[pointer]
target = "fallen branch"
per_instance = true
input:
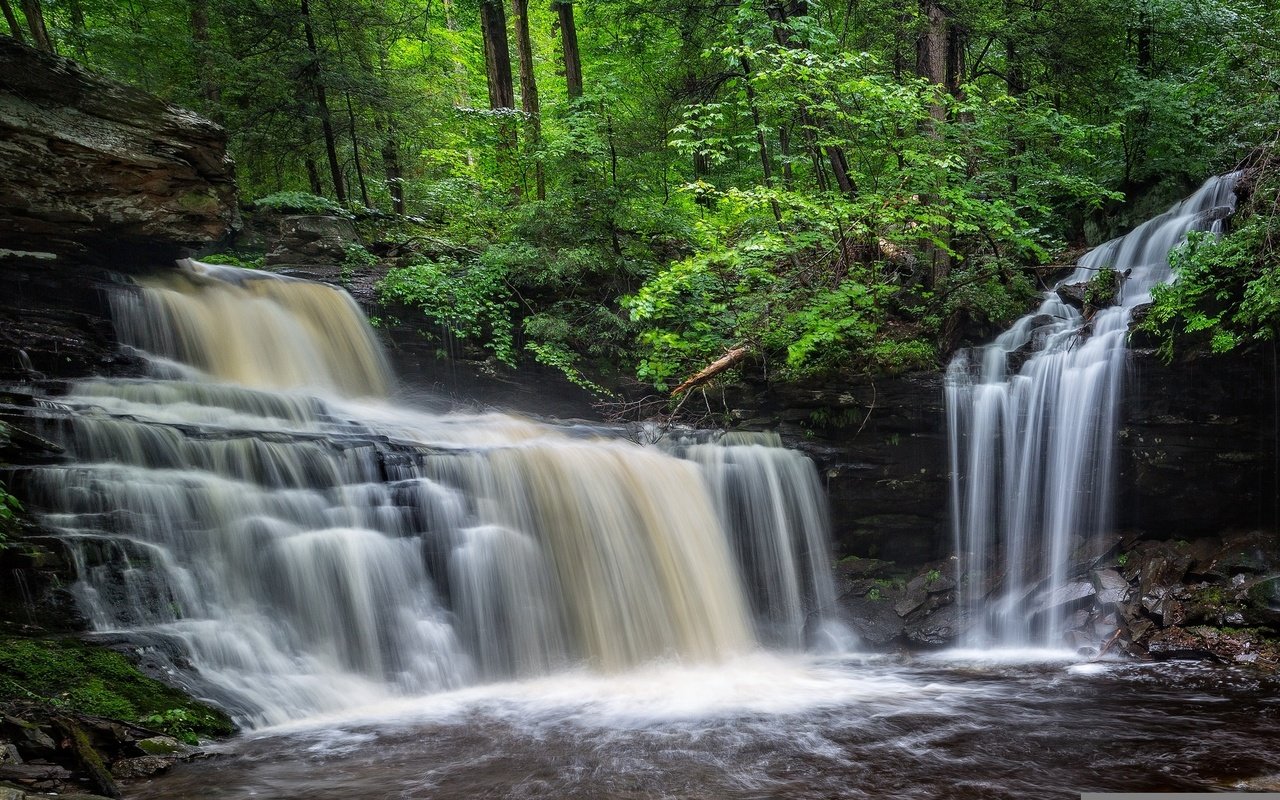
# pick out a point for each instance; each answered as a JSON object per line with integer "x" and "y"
{"x": 712, "y": 370}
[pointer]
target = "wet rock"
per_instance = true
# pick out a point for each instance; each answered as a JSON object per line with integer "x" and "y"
{"x": 1070, "y": 594}
{"x": 1073, "y": 293}
{"x": 873, "y": 620}
{"x": 937, "y": 629}
{"x": 1111, "y": 586}
{"x": 309, "y": 242}
{"x": 141, "y": 767}
{"x": 90, "y": 160}
{"x": 913, "y": 598}
{"x": 163, "y": 745}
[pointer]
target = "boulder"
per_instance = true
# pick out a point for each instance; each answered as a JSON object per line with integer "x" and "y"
{"x": 88, "y": 163}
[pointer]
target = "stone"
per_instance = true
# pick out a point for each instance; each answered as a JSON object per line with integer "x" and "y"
{"x": 1073, "y": 293}
{"x": 163, "y": 745}
{"x": 310, "y": 241}
{"x": 142, "y": 766}
{"x": 88, "y": 161}
{"x": 936, "y": 630}
{"x": 1112, "y": 588}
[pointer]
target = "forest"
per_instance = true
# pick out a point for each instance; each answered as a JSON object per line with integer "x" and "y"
{"x": 636, "y": 192}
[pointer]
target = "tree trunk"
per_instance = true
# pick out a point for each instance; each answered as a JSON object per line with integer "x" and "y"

Requirements: Repeat all of the rows above with "target" switched to "label" everywhere it appears, changing nothing else. Omit the pictures from your answer.

Problem solution:
[pointer]
label = "fallen branch"
per_instance = true
input:
# pick out a point for each instance; each answered as a JSON object per line with integer "x" and "y"
{"x": 712, "y": 370}
[pointer]
label = "wet rock"
per_instance = true
# pick out a point for each instance; each answered as a JSON object per line with integer "x" and "y"
{"x": 1070, "y": 594}
{"x": 1073, "y": 293}
{"x": 873, "y": 620}
{"x": 937, "y": 629}
{"x": 1111, "y": 586}
{"x": 309, "y": 242}
{"x": 141, "y": 767}
{"x": 90, "y": 160}
{"x": 913, "y": 598}
{"x": 163, "y": 745}
[pointer]
label = "boulder"
per_instance = true
# pick out a point for each instance; each answered as a JSON object per line with integer "x" and "y"
{"x": 88, "y": 163}
[pointer]
label = "stone"
per_instance = true
# pick out a point for each instance; each answered as a JSON object per line with integer "x" and "y"
{"x": 1073, "y": 293}
{"x": 163, "y": 745}
{"x": 310, "y": 241}
{"x": 142, "y": 766}
{"x": 88, "y": 161}
{"x": 936, "y": 630}
{"x": 1112, "y": 588}
[pointer]
label = "forest"
per_instance = true
# pick out a point for each instance; each answered as a JSON object per line with integer "x" and "y"
{"x": 636, "y": 192}
[pointer]
label = "tree trunk"
per_instance = true
# pick out a point for each instance; each answered as a JSON object per line with integer "x" and "y"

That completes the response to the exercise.